• CHALLENGE
Can you rewrite the entries below with "white foam" changed to "sea foam" and everything else left as it is?

• DATA FOR PROCESSING
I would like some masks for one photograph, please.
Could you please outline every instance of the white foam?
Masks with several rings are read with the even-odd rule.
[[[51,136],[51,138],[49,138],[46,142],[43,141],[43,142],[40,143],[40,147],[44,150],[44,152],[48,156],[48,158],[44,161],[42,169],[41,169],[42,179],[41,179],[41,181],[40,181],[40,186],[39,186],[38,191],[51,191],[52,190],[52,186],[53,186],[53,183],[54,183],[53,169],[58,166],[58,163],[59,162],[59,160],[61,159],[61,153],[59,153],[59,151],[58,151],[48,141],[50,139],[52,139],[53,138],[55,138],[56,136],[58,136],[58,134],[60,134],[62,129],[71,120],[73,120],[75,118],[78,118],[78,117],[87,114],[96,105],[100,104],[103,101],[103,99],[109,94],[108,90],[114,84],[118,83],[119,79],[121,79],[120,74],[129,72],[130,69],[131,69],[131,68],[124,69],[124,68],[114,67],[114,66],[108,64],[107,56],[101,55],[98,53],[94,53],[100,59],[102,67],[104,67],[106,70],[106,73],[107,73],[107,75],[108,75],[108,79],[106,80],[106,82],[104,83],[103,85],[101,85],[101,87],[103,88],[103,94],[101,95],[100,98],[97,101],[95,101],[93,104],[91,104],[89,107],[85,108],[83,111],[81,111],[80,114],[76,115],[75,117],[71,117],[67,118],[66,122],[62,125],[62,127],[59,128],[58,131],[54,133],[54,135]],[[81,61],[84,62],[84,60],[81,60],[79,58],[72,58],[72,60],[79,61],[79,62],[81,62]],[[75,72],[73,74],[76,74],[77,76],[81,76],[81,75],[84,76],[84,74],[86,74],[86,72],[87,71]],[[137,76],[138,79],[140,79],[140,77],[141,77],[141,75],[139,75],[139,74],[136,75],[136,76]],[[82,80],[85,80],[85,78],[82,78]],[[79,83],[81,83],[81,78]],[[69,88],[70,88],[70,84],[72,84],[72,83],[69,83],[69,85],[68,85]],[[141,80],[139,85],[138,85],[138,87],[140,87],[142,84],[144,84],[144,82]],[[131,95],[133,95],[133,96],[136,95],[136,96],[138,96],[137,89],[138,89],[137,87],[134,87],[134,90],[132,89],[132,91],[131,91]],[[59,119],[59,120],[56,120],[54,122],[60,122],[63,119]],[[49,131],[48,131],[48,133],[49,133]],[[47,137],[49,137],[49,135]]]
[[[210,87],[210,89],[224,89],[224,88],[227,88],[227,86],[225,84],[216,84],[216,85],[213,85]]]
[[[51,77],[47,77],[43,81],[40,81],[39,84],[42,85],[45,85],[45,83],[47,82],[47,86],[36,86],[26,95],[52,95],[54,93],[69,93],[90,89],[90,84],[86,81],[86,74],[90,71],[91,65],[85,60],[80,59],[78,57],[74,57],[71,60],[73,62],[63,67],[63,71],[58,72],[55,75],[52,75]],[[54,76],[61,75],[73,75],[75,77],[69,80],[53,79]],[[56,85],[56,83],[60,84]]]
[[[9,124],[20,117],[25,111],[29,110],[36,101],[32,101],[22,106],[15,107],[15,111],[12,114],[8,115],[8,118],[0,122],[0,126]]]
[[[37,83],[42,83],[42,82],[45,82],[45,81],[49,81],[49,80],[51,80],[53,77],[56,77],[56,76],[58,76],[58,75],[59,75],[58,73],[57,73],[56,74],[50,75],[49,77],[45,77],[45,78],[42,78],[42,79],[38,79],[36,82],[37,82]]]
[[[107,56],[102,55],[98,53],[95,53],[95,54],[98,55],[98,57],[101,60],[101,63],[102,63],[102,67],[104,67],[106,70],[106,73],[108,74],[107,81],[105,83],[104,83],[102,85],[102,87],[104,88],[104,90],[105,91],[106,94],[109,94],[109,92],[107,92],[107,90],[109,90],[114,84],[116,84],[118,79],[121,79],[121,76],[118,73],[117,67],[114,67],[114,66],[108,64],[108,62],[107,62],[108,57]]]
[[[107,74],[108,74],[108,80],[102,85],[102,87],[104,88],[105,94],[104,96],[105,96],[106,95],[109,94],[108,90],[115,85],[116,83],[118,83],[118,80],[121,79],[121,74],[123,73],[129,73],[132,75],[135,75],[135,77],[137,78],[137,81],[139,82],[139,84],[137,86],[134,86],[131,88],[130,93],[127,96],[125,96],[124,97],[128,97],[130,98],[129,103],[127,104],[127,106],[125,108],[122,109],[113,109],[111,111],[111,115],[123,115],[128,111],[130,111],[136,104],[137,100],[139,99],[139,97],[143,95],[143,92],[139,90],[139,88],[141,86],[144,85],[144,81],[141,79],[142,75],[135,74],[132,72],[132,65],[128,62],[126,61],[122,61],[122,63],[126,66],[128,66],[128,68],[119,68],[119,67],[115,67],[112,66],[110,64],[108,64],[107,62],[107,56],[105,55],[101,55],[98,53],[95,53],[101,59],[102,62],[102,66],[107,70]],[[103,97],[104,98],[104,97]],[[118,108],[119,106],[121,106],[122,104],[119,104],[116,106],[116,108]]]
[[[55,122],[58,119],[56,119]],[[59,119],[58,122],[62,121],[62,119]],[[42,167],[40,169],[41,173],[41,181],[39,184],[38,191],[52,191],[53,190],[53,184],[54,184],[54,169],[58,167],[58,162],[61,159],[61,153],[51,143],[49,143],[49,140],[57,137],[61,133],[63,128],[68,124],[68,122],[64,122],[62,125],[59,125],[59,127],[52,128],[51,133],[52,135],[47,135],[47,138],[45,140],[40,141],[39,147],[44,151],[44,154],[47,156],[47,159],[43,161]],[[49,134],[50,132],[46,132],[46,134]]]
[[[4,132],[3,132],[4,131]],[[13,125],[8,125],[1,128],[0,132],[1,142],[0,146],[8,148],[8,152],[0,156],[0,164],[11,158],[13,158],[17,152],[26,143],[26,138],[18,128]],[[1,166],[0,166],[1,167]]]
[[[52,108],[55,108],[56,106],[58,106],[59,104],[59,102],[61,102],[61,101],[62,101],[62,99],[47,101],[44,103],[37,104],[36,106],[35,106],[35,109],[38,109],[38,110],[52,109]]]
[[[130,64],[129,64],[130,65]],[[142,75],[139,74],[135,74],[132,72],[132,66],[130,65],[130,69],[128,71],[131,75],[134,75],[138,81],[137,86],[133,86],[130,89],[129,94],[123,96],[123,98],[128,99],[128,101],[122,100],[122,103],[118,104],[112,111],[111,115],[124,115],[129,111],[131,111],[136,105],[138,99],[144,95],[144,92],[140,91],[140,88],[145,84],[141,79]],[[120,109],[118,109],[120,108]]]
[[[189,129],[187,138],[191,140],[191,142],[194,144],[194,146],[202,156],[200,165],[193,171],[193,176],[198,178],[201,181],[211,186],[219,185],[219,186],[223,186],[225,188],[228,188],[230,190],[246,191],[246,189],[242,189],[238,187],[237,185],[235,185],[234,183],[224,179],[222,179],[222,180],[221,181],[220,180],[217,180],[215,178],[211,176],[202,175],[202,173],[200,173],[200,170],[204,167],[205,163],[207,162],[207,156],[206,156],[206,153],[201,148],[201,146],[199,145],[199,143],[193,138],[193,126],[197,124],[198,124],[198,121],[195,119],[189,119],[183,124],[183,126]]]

• OUTPUT FOR THIS EXERCISE
I would like some masks for one photograph, please.
Could you please outline every instance of the sea foam?
Masks with several rings are read with the even-odd rule.
[[[51,136],[51,138],[49,138],[46,142],[43,141],[43,142],[40,143],[40,147],[44,150],[44,152],[48,156],[48,158],[44,161],[42,169],[41,169],[42,179],[41,179],[41,181],[40,181],[40,186],[39,186],[38,191],[51,191],[52,190],[52,186],[53,186],[53,183],[54,183],[53,169],[58,166],[58,163],[59,162],[59,160],[61,159],[61,153],[59,153],[59,151],[58,151],[48,141],[50,139],[52,139],[53,138],[55,138],[56,136],[58,136],[58,134],[60,134],[62,129],[71,120],[73,120],[75,118],[78,118],[78,117],[87,114],[96,105],[100,104],[103,101],[103,99],[109,94],[108,90],[114,84],[118,83],[119,79],[121,79],[120,74],[129,72],[130,69],[131,69],[131,68],[124,69],[124,68],[114,67],[114,66],[108,64],[107,56],[101,55],[98,53],[94,53],[100,59],[102,67],[104,67],[106,70],[106,73],[107,73],[107,75],[108,75],[108,79],[106,80],[106,82],[104,83],[103,85],[101,85],[101,87],[103,88],[103,94],[101,95],[100,98],[97,101],[95,101],[93,104],[91,104],[89,107],[85,108],[83,111],[81,111],[80,114],[76,115],[75,117],[71,117],[67,118],[66,122],[62,125],[62,127],[59,128],[58,131],[54,133],[54,135]],[[81,61],[84,62],[84,60],[81,60],[79,58],[72,58],[72,60],[79,61],[79,62],[81,62]],[[75,72],[73,74],[76,74],[77,76],[81,76],[81,75],[84,76],[84,74],[86,74],[86,72],[87,71]],[[137,76],[138,79],[140,79],[140,77],[141,77],[141,75],[139,75],[139,74],[136,75],[136,76]],[[82,80],[85,80],[85,78],[82,78]],[[79,83],[81,83],[81,78]],[[69,88],[70,88],[70,84],[72,84],[72,83],[69,83],[69,85],[68,85]],[[141,80],[139,85],[138,85],[138,87],[140,87],[142,84],[144,84],[144,82]],[[131,95],[133,95],[133,96],[136,95],[136,96],[138,96],[137,89],[138,89],[137,87],[134,87],[134,90],[132,89],[132,91],[131,91]],[[59,119],[59,120],[56,120],[54,122],[60,122],[63,119]],[[49,131],[48,131],[48,133],[49,133]],[[47,137],[49,137],[49,135]]]
[[[210,87],[210,89],[224,89],[224,88],[227,88],[227,86],[225,84],[216,84],[216,85],[213,85]]]
[[[51,77],[47,77],[43,81],[40,81],[39,84],[42,85],[45,85],[45,83],[47,82],[47,86],[36,86],[26,95],[52,95],[54,93],[69,93],[90,89],[90,84],[86,81],[86,74],[90,71],[91,65],[85,60],[80,59],[78,57],[74,57],[71,60],[73,62],[63,67],[63,71],[58,72],[55,75],[52,75]],[[54,76],[61,75],[73,75],[75,77],[69,80],[53,79]],[[56,85],[56,83],[60,84]]]
[[[9,124],[20,117],[25,111],[29,110],[36,101],[32,101],[22,106],[15,107],[15,111],[12,114],[8,115],[8,118],[0,122],[0,126]]]
[[[37,83],[42,83],[42,82],[45,82],[45,81],[49,81],[49,80],[51,80],[53,77],[56,77],[56,76],[58,76],[58,75],[59,75],[58,73],[57,73],[56,74],[50,75],[49,77],[45,77],[45,78],[42,78],[42,79],[38,79],[36,82],[37,82]]]
[[[107,56],[102,55],[98,53],[95,53],[95,54],[98,55],[98,57],[101,60],[101,63],[102,63],[102,67],[104,67],[106,70],[106,73],[108,74],[107,81],[105,83],[104,83],[102,85],[102,87],[104,88],[104,90],[105,91],[106,94],[109,94],[109,92],[107,92],[107,90],[109,90],[114,84],[116,84],[118,79],[121,79],[121,76],[118,73],[117,67],[114,67],[114,66],[108,64],[108,62],[107,62],[108,57]]]
[[[107,74],[108,74],[108,80],[102,85],[102,87],[104,88],[105,94],[104,96],[105,96],[106,95],[109,94],[108,90],[115,85],[116,83],[118,83],[118,80],[121,79],[121,74],[123,73],[129,73],[132,75],[135,75],[135,77],[137,78],[137,81],[139,82],[139,84],[137,86],[134,86],[131,88],[130,93],[127,96],[125,96],[124,97],[128,97],[130,98],[129,103],[127,104],[127,106],[125,108],[122,109],[113,109],[111,111],[111,115],[123,115],[128,111],[130,111],[136,104],[137,100],[139,99],[139,97],[143,95],[143,92],[139,90],[139,88],[141,86],[144,85],[144,81],[141,79],[142,75],[135,74],[132,72],[132,65],[128,62],[126,61],[122,61],[122,63],[126,66],[128,66],[128,68],[119,68],[119,67],[115,67],[112,66],[110,64],[108,64],[107,62],[107,56],[105,55],[101,55],[98,53],[95,53],[101,59],[102,62],[102,66],[107,70]],[[103,97],[104,98],[104,97]],[[118,108],[119,106],[121,106],[122,104],[119,104],[116,106],[116,108]]]
[[[55,122],[58,119],[56,119]],[[59,119],[58,122],[62,121],[62,119]],[[42,167],[40,169],[41,173],[41,181],[39,184],[38,191],[52,191],[53,190],[53,184],[54,184],[54,169],[58,167],[58,162],[61,159],[61,153],[51,143],[49,143],[49,140],[57,137],[61,133],[63,128],[68,124],[68,122],[64,122],[62,125],[59,125],[59,127],[52,128],[51,133],[52,135],[47,135],[47,138],[45,140],[40,141],[39,147],[44,151],[44,154],[47,156],[47,159],[43,161]],[[49,134],[50,132],[46,132],[46,134]]]
[[[4,132],[3,132],[4,131]],[[13,125],[8,125],[1,128],[0,132],[1,142],[0,146],[8,148],[8,152],[0,156],[0,164],[11,158],[13,158],[17,152],[26,143],[26,138],[18,128]],[[1,166],[0,166],[1,167]]]
[[[52,108],[55,108],[56,106],[58,106],[59,104],[59,102],[61,102],[61,101],[62,101],[62,99],[47,101],[44,103],[37,104],[36,106],[35,106],[35,109],[38,109],[38,110],[52,109]]]
[[[130,64],[129,64],[130,65]],[[142,75],[139,74],[135,74],[132,72],[132,66],[130,65],[130,69],[128,71],[131,75],[134,75],[138,81],[137,86],[133,86],[130,89],[129,94],[123,96],[123,98],[128,99],[128,101],[122,100],[122,103],[118,104],[112,111],[111,115],[124,115],[129,111],[131,111],[136,105],[138,99],[144,95],[144,92],[140,91],[140,88],[145,84],[141,79]],[[120,109],[118,109],[120,108]]]
[[[189,129],[187,138],[191,140],[191,142],[194,144],[194,146],[202,156],[200,165],[193,171],[193,176],[198,178],[201,181],[211,186],[219,185],[219,186],[223,186],[225,188],[228,188],[230,190],[246,191],[246,189],[242,189],[238,187],[237,185],[235,185],[234,183],[224,179],[222,179],[222,180],[221,181],[220,180],[217,180],[215,178],[211,176],[202,175],[202,173],[200,173],[200,170],[204,167],[205,163],[207,162],[207,156],[206,156],[206,153],[201,148],[201,146],[199,145],[199,143],[193,138],[193,126],[197,124],[198,124],[198,121],[195,119],[189,119],[183,124],[183,126]]]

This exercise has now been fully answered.